▸ **Exercise details**
Look below for the line containing "Then it records"; write out that line and each one after it to the end, exactly, and nothing else.

Natural language region descriptions
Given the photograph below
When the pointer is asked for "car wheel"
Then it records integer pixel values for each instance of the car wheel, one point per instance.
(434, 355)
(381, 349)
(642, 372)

▸ **Answer section**
Then it records integer pixel values for each instance of the car wheel, one point per instance.
(434, 355)
(381, 349)
(642, 372)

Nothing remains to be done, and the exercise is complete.